__ACTION ITEM__:
Rewrite all of the items below as a JSON list of strings with one string per line, omitting blank lines.

(Dataset records)
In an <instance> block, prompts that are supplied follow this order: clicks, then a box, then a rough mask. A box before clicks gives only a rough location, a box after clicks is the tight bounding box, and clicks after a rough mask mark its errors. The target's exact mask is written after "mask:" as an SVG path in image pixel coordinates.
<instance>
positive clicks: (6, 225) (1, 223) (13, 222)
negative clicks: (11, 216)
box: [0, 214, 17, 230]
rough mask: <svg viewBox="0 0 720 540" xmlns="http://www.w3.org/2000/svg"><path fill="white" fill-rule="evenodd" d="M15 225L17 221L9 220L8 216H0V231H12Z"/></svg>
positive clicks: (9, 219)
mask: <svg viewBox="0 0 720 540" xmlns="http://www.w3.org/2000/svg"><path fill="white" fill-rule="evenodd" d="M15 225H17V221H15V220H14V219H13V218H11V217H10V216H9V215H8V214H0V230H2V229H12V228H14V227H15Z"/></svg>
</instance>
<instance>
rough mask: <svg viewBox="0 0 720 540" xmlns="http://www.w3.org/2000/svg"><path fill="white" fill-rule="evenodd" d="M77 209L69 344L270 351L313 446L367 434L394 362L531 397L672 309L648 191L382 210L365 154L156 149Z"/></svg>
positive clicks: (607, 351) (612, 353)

__TASK RESULT__:
[
  "In an <instance> block, prompts that are supplied follow this order: clicks, then a box, then a rough mask. A box before clicks gives only a rough location, a box after clicks is the tight bounding box, and clicks after a rough mask mark its errors. The target's exact mask is written after \"mask:\" as an SVG path in image pixel coordinates.",
  "<instance>",
  "positive clicks: (6, 225) (1, 223) (13, 222)",
  "negative clicks: (11, 216)",
  "box: [0, 214, 17, 230]",
  "rough mask: <svg viewBox=\"0 0 720 540\" xmlns=\"http://www.w3.org/2000/svg\"><path fill=\"white\" fill-rule=\"evenodd\" d=\"M15 225L17 221L9 220L8 216H0V231H12Z\"/></svg>",
  "positive clicks: (9, 219)",
  "mask: <svg viewBox=\"0 0 720 540\" xmlns=\"http://www.w3.org/2000/svg\"><path fill=\"white\" fill-rule=\"evenodd\" d=\"M15 225H17V221H15V220H14V219H13V218H11V217H10V216H9V215H8V214H0V230H2V229H12V228H14V227H15Z\"/></svg>",
  "</instance>",
  "<instance>",
  "rough mask: <svg viewBox=\"0 0 720 540\" xmlns=\"http://www.w3.org/2000/svg\"><path fill=\"white\" fill-rule=\"evenodd\" d=\"M77 209L69 344L270 351L313 446L367 434L394 362L531 397L672 309L648 191L382 210L365 154L156 149Z\"/></svg>",
  "positive clicks: (607, 351) (612, 353)"
]